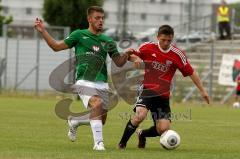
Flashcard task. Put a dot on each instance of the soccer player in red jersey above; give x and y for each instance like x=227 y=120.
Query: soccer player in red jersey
x=161 y=61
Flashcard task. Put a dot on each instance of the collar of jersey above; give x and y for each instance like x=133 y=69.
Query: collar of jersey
x=94 y=34
x=164 y=51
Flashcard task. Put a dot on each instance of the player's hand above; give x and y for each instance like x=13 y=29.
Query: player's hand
x=138 y=63
x=205 y=96
x=38 y=24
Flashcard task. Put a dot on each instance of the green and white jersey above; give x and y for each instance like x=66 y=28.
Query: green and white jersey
x=91 y=52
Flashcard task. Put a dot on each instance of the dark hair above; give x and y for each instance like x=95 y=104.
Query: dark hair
x=92 y=9
x=166 y=30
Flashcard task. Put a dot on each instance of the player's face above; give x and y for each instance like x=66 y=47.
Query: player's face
x=165 y=41
x=96 y=20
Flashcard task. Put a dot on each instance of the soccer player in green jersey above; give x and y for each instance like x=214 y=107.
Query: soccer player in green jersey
x=91 y=49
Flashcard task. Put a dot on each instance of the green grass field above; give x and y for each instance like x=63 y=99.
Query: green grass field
x=29 y=129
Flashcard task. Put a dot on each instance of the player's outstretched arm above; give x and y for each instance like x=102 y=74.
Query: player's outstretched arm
x=195 y=78
x=121 y=59
x=52 y=43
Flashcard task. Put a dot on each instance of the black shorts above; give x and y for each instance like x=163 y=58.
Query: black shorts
x=238 y=92
x=159 y=106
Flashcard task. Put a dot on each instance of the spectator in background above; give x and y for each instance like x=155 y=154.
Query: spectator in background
x=223 y=18
x=237 y=89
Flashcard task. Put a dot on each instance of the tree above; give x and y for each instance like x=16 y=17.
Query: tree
x=68 y=12
x=4 y=20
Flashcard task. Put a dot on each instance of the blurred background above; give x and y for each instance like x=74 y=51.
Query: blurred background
x=26 y=61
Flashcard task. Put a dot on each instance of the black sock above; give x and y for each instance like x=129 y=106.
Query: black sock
x=129 y=130
x=151 y=132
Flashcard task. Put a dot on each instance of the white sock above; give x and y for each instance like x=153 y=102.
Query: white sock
x=82 y=120
x=96 y=126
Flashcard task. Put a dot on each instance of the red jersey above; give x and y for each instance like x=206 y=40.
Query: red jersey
x=238 y=85
x=161 y=65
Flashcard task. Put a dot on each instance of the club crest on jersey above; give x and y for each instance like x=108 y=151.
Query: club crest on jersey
x=168 y=62
x=96 y=48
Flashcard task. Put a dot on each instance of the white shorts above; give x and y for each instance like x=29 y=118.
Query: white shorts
x=87 y=89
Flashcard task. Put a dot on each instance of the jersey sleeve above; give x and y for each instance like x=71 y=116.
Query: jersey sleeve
x=184 y=66
x=72 y=39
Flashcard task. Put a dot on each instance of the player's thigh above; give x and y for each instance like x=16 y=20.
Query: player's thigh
x=104 y=116
x=162 y=125
x=140 y=114
x=95 y=102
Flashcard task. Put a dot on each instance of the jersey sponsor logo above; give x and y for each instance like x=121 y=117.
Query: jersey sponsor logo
x=154 y=55
x=85 y=37
x=96 y=48
x=161 y=67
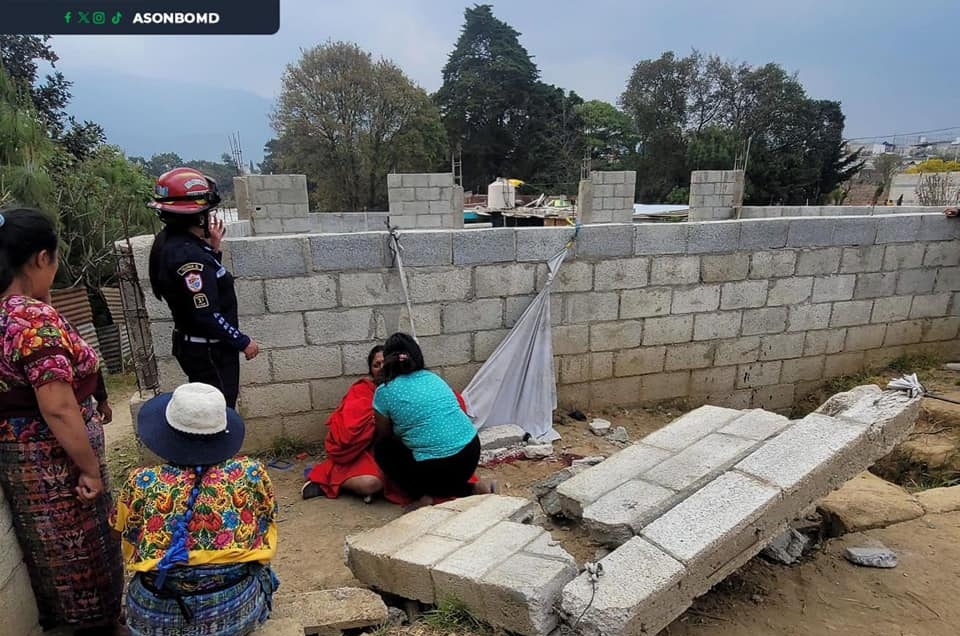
──────────────────────────────
*To do*
Set down each entry above exactly as it appears. Omit the pictures.

*Solution to the problem*
Flashcard task. Put a dot on each instance of the soccer player in red jersey above; give x and y for each instance like x=227 y=120.
Query: soccer player in red jersey
x=161 y=61
Flashcard task. Put a dot on each instance of the collar of jersey above; give x and y for each instance like x=133 y=69.
Query: collar of jersey
x=94 y=34
x=164 y=51
Flashcard task. Put a dot on each instance of the player's hand above; give x and y for each instance like x=13 y=29.
Query: player's hand
x=138 y=63
x=205 y=96
x=38 y=24
Flashcard task. Put a dot on each instance of the green and white jersey above; give x and y for each instance like x=66 y=28.
Query: green and white jersey
x=91 y=52
Flashcard task. Put a dot on each instance of the dark hair above; give x and y for each instance like x=95 y=104.
Query: dark hair
x=92 y=9
x=166 y=30
Flashcard task. Put a dot on each instance of the player's face above; give x and y for each instance like x=66 y=47.
Query: player's face
x=165 y=41
x=96 y=20
Flashcard task. Put a dot on each instance of the soccer player in green jersey above; give x and y for each instance like x=214 y=107.
Query: soccer player in green jersey
x=91 y=49
Flashcard task. Put a dot on each instance of the green grass field above; give x and y for each instance like x=63 y=99.
Query: green grass field
x=29 y=129
Flashcard task. Put a dot on each instance of the player's outstretched arm above; give x and y for each instance like x=102 y=74.
Query: player's outstretched arm
x=195 y=78
x=121 y=59
x=52 y=43
Flashcard task. Put a dot on each instance of the black shorts above; give x and y for each instance like x=163 y=58.
Query: black shorts
x=238 y=92
x=159 y=106
Flashcard task. Put a dot on each instance of the spectator in background above; give x and y for each instance like x=155 y=154.
Query: spectator in background
x=223 y=18
x=237 y=89
Flashcard task. Put a dot on each instance of the tree above; give x and y for each instance like x=16 y=17.
Query: tree
x=68 y=12
x=4 y=20
Flashcard task. Put a dot on each instance of the blurred background above; give x and y for each instance like x=74 y=51.
Query: blurred background
x=26 y=61
Flashcard task. Put a dot on each instance of the black sock above; give x and y for each instance like x=129 y=106.
Query: black sock
x=129 y=130
x=151 y=132
Flashcard task. Put a dot on each instance of the white sock above; give x and y for each instance like x=153 y=102.
Query: white sock
x=82 y=120
x=96 y=126
Flashcard task. Put a dot on each instance of the red jersey above; give x and y for each instance like x=206 y=40.
Query: red jersey
x=238 y=85
x=161 y=65
Flashcard task. Put a dot on each instance of the club crest on jersey above; give x and y for each instance like x=108 y=151.
Query: club crest on jersey
x=168 y=62
x=96 y=48
Flashcard task. Put a dot on each instance of the white shorts above; give x and y for each instance like x=29 y=118.
Query: white shorts
x=87 y=89
Flashcard task. Put a dot on each instance of the jersey sleeve above; give x and y for each instance like x=71 y=116.
Query: jersey sleeve
x=184 y=66
x=72 y=39
Flashcard task. Put a dot on each instance of the player's thigh above; give x and y for each instance like x=16 y=20.
Query: player's thigh
x=104 y=116
x=162 y=125
x=140 y=114
x=95 y=102
Flashcard task. Put a dot on each instance of the jersey sponsor logo above; give x and y for each instance like x=121 y=117.
Query: jersey sponsor logo
x=154 y=55
x=85 y=37
x=96 y=48
x=161 y=67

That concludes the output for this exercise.